### EXERCISE INPUT:
----

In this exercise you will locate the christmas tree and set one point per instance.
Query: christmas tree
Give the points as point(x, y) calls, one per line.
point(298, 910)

----

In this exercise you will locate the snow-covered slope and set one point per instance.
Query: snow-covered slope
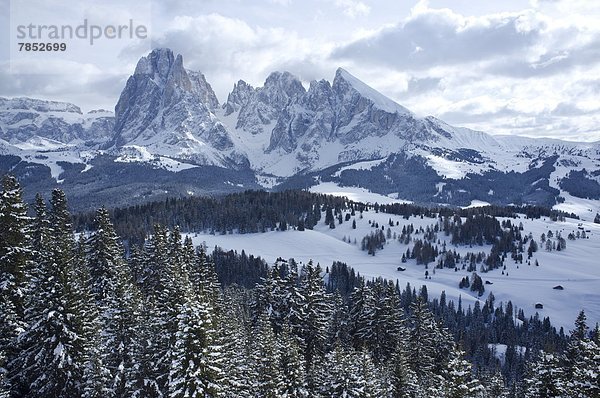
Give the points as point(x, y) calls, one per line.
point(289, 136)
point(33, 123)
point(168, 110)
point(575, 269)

----

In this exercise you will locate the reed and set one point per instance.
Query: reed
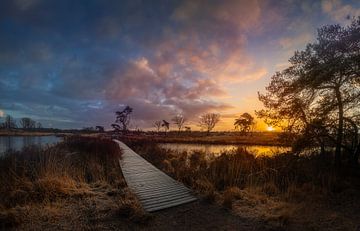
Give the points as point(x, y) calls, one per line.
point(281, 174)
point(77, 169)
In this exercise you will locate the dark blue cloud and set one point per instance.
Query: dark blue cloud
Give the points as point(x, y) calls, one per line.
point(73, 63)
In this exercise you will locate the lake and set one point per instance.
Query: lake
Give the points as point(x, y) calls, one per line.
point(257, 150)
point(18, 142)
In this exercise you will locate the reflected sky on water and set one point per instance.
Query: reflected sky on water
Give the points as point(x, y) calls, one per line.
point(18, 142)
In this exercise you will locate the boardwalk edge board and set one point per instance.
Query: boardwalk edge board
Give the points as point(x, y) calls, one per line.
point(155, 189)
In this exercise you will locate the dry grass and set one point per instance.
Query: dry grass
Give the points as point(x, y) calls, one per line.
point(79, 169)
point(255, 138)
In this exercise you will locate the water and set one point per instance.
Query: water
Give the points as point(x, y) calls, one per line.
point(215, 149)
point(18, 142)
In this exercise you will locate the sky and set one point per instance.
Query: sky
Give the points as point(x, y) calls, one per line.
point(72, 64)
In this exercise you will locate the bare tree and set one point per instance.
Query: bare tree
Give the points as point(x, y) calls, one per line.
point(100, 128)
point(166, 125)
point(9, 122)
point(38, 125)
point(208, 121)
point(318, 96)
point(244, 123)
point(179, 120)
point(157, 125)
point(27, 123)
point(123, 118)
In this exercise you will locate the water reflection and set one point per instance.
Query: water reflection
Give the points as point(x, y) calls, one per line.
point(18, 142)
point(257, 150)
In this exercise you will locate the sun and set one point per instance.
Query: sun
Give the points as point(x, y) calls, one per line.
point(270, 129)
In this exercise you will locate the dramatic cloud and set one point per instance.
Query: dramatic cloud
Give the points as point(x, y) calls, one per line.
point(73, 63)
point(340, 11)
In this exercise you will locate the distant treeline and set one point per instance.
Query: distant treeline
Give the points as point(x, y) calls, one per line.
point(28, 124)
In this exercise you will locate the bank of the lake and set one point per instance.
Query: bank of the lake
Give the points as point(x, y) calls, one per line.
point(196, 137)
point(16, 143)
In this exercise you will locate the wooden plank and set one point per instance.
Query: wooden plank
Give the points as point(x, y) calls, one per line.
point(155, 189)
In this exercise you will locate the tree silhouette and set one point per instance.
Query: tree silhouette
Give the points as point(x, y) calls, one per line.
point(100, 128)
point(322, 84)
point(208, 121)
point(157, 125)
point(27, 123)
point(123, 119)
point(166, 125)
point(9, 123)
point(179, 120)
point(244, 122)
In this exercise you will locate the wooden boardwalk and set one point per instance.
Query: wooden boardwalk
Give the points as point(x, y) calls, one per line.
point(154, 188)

----

The required output is every line above that contains the string "treeline".

In this exercise you will locate the distant treeline and set one point per instance.
Query: distant treeline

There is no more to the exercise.